▸ **What the exercise asks**:
Reproduce the passage on PAE in full, word for word.

▸ **Passage**:
::::

Overall, the strength of PAE lies in its low morbidity and the possibility of performing under local anesthesia or sedation. Although radiation exposure is relatively low, radiation protocols should be optimized to minimize exposure.

TECHNICAL ASPECTS

Although PAE is a technically demanding procedure, endovascular instrumentation has dramatically improved over the last decade. The refinement of angiography equipment, catheters, and wires has contributed to familiarization with materials and devices, making this interventional procedure feasible and safe in less experienced hands.⁴⁰ This improvement is applied for all endovascular procedures but particularly for PAE, whose framework is characterized by numerous vascular anastomoses and complex anatomic variants and often consists of patients with significant atherosclerosis and tortuous arteries.

::::

▸ **Dataset entries**:
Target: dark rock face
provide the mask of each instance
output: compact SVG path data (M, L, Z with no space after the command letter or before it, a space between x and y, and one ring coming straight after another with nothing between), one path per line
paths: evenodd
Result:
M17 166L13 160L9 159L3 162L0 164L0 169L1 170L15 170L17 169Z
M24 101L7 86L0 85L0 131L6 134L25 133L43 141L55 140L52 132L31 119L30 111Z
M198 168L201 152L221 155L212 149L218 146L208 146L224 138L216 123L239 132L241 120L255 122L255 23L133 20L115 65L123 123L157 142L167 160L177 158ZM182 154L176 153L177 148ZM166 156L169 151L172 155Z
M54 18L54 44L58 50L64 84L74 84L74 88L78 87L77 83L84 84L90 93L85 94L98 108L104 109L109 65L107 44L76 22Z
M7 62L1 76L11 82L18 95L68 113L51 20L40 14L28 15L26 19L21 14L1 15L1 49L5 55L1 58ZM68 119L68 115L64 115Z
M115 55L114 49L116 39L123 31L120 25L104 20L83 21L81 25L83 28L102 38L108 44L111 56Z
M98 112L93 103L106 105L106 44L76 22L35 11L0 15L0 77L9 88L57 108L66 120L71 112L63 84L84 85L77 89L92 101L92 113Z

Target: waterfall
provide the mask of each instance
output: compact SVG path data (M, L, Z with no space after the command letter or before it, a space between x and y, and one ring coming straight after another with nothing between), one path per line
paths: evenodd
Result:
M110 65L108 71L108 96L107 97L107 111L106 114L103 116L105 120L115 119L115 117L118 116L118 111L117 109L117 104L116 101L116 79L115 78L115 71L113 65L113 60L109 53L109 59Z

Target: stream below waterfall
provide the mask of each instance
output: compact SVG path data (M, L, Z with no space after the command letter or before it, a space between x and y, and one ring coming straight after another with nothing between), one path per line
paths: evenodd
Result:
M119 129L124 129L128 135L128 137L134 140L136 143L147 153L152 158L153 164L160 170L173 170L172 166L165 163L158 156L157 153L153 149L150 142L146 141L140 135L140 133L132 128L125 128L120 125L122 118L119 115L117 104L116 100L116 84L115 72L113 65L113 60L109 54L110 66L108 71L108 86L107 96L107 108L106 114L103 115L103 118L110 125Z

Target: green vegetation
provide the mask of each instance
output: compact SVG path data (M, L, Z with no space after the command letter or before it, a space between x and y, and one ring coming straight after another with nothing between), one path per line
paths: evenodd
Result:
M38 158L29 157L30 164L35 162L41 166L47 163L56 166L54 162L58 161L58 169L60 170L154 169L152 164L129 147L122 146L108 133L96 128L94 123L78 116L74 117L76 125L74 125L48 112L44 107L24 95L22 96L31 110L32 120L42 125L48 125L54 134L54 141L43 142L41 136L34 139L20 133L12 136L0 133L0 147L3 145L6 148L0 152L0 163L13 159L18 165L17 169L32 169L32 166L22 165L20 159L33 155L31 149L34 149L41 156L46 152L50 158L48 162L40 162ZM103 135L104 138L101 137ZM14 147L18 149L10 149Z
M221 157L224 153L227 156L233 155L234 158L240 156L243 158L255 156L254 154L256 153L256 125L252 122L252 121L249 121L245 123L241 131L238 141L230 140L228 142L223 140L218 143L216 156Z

::::

▸ **Answer below**:
Overall, the strength of PAE lies in its low morbidity and the possibility of performing under local anesthesia or sedation. Although radiation exposure is relatively low, radiation protocols should be optimized to minimize exposure.

TECHNICAL ASPECTS

Although PAE is a technically demanding procedure, endovascular instrumentation has dramatically improved over the last decade. The refinement of angiography equipment, catheters, and wires has contributed to familiarization with materials and devices, making this interventional procedure feasible and safe in less experienced hands.⁴⁰ This improvement is applied for all endovascular procedures but particularly for PAE, whose framework is characterized by numerous vascular anastomoses and complex anatomic variants and often consists of patients with significant atherosclerosis and tortuous arteries.